Tasks to complete:
- 1) According to the Vivid Seats earnings release, what was Marketplace GOV for the second quarter of 2023?
- 2) Condense the paragraph of the Vivid Seats earnings release that begins "“It is an exciting time for Vivid Seats." into a short bulleted list that keeps its main facts.
- 3) Carry on the Vivid Seats earnings release from where it stops.

# START OF Text excerpt

• Vivid Seats Delivers Highest GOV Ever and Expands TAM Internationally

    Источник: Nasdaq GlobeNewswire / 08 авг 2023 06:15:00   America/New_York

    CHICAGO, Aug. 08, 2023 (GLOBE NEWSWIRE) -- Vivid Seats Inc. (NASDAQ: SEAT) (“Vivid Seats” or “we”), a leading marketplace that utilizes its technology platform to connect millions of buyers with thousands of ticket sellers across hundreds of thousands of events each year, today provided financial results for the second quarter ended June 30, 2023.

    “It is an exciting time for Vivid Seats. We set a new quarterly record for Marketplace GOV and delivered solid profitability that is enabling compelling investments,” said Stan Chia, Vivid Seats CEO. “I'm thrilled to announce that we’ve expanded our TAM internationally with a definitive agreement to purchase Wavedash, the leading secondary ticketing marketplace in Japan. We are also excited to have entered into several strategic partnerships including with the Colorado Rockies, the L.A. Dodgers and the L.A. Chargers. Through partnerships such as these, we craft unique and premium experiences that drive differentiation, higher brand awareness and affinity, and ultimately contribute to higher customer repeat rates.”

    Second Quarter 2023 Key Operational and Financial Metrics

    • Marketplace GOV of $953.7 million – up 17% from $814.8 million in Q2 2022
    • Revenues of $165.4 million – up 12% from $147.7 million in Q2 2022
    • Net income of $38.3 million – up 59% from $24.1 million in Q2 2022
    • Adjusted EBITDA of $31.1 million – up 2% from $30.3 million in Q2 2022

    “Widespread strength in both live event supply and demand continued in the second quarter," said Lawrence Fey, Vivid Seats CFO. "Our 17% year-over-year Marketplace GOV growth is a testament to solid Vivid Seats execution against a healthy market backdrop. We are again raising our 2023 guidance and now expect both Marketplace GOV and Adjusted EBITDA to grow by double digits for the year. Our acquisition of Wavedash for approximately $61 million in cash* will expand profitability and reflects the strategic optionality that our cash flow and robust balance sheet enable as we seek opportunities to maximize long-term shareholder returns."

# END OF Text excerpt
# START OF Extracted entries

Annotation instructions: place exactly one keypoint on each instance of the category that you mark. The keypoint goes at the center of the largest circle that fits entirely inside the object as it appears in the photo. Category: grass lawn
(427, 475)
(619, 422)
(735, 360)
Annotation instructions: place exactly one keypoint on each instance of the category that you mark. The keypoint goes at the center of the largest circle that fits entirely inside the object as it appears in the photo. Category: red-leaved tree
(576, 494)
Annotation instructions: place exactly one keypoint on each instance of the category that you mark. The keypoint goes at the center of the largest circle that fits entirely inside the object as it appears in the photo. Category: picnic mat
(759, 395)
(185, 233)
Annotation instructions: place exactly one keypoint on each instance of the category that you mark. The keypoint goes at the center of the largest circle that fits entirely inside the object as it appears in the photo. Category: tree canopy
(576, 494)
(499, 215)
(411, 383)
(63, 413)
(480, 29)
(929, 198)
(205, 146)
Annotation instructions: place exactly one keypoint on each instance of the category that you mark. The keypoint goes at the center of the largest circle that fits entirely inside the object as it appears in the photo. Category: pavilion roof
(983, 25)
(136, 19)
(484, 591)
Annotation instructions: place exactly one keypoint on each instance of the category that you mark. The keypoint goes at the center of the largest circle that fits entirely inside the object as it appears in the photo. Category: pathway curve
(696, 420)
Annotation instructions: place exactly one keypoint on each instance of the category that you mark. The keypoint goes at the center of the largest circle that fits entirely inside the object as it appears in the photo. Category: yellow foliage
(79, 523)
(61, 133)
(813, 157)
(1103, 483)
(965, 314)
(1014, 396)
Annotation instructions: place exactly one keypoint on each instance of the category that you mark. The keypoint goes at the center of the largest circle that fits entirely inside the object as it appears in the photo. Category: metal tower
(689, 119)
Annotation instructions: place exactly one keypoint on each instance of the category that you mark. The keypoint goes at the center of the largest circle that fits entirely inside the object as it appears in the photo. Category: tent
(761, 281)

# END OF Extracted entries

Answers to the problems:
- 1) $953.7 million, up 17% from $814.8 million in Q2 2022.

- 2)
- Stan Chia, Vivid Seats CEO, reports a new quarterly record for Marketplace GOV and solid profitability that is enabling compelling investments.
- Vivid Seats has expanded its TAM internationally through a definitive agreement to purchase Wavedash, the leading secondary ticketing marketplace in Japan.
- The company has entered into several strategic partnerships, including with the Colorado Rockies, the L.A. Dodgers and the L.A. Chargers.
- Such partnerships create unique and premium experiences that drive differentiation, higher brand awareness and affinity, and ultimately contribute to higher customer repeat rates.

- 3)
    *Based on enterprise value, subject to closing adjustments, of ¥‎8.7 billion converted at 142.3 JPY/USD exchange rate.

    Key Performance Indicators ('000s)

     Three Months Ended June 30, Six Months Ended June 30,
     2023 2022 2023 2022
    Marketplace GOV(1)$953,739 $814,817 $1,809,267 $1,556,955
    Total Marketplace orders(2) 2,627  2,410  4,902  4,429
    Total Resale orders(3) 76  67  163  135
    Adjusted EBITDA(4)$31,077 $30,329 $73,512 $51,341

    (1)Marketplace Gross Order Value ("Marketplace GOV") represents the total transactional amount of Marketplace segment orders placed on our platform in a period, inclusive of fees, exclusive of taxes, and net of event cancellations that occurred during that period. Marketplace GOV was negatively impacted by event cancellations in the amount of $11.7 million and $23.8 million during the three and six months ended June 30, 2023, respectively, and $14.7 million and $49.5 million during the three and six months ended June 30, 2022, respectively.
    (2)Total Marketplace orders represents the volume of Marketplace segment orders placed on our platform in a period, net of event cancellations that occurred during that period. During the three and six months ended June 30, 2023, our Marketplace segment experienced 29,351 and 49,831 event cancellations, respectively, compared to 35,916 and 127,316 event cancellations during the three and six months ended June 30, 2022, respectively.
    (3)Total Resale orders represents the volume of Resale segment orders in a period, net of event cancellations that occurred during that period. During the three and six months ended June 30, 2023, our Resale segment experienced 827 and 1,512 event cancellations, respectively, compared to 711 and 3,270 event cancellations during the three and six months ended June 30, 2022, respectively.
    (4)Adjusted EBITDA is not a measure defined under accounting principles generally accepted in the United States of America ("GAAP"). We believe Adjusted EBITDA provides useful information to investors and others in understanding and evaluating our results of operations, as well as provides a useful measure for making period-to-period comparisons of our business performance. Refer to the “Use of Non-GAAP Financial Measures” section below for more information and a reconciliation of Adjusted EBITDA to its most directly comparable GAAP measure.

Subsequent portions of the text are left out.